_Brief:_ Line filter on the word "column": copy each matching line from the entries.

━━━

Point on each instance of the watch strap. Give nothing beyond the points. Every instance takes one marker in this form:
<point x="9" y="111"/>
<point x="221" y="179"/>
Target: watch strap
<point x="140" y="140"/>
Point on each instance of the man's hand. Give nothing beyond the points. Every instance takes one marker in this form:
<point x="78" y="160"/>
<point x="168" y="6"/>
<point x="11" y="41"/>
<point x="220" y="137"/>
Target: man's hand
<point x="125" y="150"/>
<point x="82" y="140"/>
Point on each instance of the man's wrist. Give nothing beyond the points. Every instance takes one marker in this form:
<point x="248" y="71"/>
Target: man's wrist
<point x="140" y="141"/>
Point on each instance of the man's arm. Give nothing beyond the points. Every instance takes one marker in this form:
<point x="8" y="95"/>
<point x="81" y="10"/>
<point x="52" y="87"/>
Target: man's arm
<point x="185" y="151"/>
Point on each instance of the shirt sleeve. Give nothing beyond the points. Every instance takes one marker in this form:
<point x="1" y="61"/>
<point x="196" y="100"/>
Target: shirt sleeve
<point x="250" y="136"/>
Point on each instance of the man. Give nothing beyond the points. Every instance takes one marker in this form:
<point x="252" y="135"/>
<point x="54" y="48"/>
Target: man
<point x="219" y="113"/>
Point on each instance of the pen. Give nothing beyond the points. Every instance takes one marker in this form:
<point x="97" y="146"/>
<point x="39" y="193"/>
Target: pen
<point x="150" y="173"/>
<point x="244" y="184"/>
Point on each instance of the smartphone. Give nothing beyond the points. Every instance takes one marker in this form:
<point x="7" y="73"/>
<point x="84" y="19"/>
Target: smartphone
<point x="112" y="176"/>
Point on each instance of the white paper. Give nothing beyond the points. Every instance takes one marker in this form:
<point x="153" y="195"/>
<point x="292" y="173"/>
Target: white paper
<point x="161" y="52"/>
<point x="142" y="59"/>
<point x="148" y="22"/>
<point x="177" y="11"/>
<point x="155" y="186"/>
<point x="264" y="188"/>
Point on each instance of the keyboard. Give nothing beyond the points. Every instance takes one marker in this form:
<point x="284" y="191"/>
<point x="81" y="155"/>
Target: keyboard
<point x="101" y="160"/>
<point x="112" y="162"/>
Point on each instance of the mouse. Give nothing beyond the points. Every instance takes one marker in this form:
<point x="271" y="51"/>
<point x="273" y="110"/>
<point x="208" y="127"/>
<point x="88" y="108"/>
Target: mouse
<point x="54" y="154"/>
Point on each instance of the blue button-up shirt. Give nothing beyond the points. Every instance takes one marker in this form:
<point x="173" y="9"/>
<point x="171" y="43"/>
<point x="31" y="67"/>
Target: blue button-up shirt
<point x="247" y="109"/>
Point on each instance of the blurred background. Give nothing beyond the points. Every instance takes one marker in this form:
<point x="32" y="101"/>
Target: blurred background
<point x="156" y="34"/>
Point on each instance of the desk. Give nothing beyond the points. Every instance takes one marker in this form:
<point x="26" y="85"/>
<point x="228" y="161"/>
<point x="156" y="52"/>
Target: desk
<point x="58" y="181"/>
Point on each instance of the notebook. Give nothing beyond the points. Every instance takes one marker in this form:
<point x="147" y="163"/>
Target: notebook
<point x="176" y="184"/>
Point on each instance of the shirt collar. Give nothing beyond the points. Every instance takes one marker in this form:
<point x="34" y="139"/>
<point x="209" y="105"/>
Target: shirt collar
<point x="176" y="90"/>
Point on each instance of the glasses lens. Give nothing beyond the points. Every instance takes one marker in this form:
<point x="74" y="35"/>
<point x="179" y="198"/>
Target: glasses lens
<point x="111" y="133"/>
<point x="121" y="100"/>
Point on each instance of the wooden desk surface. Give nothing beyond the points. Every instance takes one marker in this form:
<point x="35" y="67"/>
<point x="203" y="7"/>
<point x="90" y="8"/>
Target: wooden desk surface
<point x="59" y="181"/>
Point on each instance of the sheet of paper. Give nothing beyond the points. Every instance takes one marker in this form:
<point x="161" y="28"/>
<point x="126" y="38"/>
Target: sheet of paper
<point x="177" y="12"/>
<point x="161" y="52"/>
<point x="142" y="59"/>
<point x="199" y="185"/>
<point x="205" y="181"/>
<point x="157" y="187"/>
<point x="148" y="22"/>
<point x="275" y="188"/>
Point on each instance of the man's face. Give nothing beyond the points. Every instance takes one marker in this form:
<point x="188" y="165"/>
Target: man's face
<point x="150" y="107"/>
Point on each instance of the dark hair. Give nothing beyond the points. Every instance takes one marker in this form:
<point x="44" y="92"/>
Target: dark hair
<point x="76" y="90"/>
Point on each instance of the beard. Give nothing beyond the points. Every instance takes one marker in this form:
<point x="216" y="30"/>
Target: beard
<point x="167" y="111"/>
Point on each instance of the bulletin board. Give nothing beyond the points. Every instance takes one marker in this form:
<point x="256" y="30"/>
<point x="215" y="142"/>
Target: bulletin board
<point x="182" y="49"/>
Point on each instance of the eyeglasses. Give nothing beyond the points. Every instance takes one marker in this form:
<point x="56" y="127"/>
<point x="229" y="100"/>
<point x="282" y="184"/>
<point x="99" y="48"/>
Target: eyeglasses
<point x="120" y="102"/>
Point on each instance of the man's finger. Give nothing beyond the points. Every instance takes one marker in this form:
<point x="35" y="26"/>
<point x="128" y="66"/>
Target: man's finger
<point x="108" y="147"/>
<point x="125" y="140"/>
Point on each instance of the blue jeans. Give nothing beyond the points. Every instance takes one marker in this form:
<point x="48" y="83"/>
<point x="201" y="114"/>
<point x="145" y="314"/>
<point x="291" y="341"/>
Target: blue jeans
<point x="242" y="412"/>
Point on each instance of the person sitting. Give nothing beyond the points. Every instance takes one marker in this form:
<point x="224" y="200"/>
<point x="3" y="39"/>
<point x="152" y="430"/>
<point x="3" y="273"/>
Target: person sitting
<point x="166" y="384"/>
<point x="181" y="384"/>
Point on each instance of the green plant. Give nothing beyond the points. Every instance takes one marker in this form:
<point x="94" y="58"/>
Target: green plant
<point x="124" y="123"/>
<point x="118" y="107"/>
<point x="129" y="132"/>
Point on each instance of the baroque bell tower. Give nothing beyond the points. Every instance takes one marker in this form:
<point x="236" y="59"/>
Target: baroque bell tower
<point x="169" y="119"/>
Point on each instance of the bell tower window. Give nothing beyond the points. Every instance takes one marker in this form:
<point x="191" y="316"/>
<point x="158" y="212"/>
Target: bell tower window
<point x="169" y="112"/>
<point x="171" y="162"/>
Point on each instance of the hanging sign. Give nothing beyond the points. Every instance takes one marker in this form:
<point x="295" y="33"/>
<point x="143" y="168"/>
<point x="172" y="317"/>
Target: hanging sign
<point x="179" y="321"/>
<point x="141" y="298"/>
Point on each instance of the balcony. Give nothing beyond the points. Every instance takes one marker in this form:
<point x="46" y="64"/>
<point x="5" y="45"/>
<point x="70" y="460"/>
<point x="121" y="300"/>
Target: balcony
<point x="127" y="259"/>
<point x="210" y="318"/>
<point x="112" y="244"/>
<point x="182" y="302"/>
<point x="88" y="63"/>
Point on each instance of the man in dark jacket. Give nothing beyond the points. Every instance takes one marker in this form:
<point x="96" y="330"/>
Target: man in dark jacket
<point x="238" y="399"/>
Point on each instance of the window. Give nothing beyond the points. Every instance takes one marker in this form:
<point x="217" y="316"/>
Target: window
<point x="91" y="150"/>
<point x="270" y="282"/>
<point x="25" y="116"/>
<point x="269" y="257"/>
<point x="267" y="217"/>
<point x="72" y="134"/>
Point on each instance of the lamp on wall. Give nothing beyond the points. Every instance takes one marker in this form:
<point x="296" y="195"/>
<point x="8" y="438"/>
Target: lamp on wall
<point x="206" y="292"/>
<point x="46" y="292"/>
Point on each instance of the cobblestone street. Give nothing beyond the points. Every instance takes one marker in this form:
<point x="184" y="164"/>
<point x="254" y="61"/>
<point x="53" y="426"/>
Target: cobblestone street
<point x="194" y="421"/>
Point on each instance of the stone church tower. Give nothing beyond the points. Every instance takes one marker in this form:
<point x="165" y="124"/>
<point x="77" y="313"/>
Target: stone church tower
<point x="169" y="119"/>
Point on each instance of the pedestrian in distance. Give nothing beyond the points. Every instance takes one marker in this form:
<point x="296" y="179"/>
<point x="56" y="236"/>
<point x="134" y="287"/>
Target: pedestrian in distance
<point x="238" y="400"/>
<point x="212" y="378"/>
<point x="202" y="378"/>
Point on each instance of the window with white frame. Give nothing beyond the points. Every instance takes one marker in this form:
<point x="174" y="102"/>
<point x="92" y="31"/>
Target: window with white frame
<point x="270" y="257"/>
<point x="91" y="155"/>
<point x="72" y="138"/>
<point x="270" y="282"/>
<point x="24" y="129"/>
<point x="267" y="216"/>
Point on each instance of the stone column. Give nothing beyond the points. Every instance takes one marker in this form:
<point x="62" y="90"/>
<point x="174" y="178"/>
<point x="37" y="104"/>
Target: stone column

━━━

_Response box:_
Point on each instance of the stone column. Give nothing beyond the points. Every instance takes one marker in this form:
Target: stone column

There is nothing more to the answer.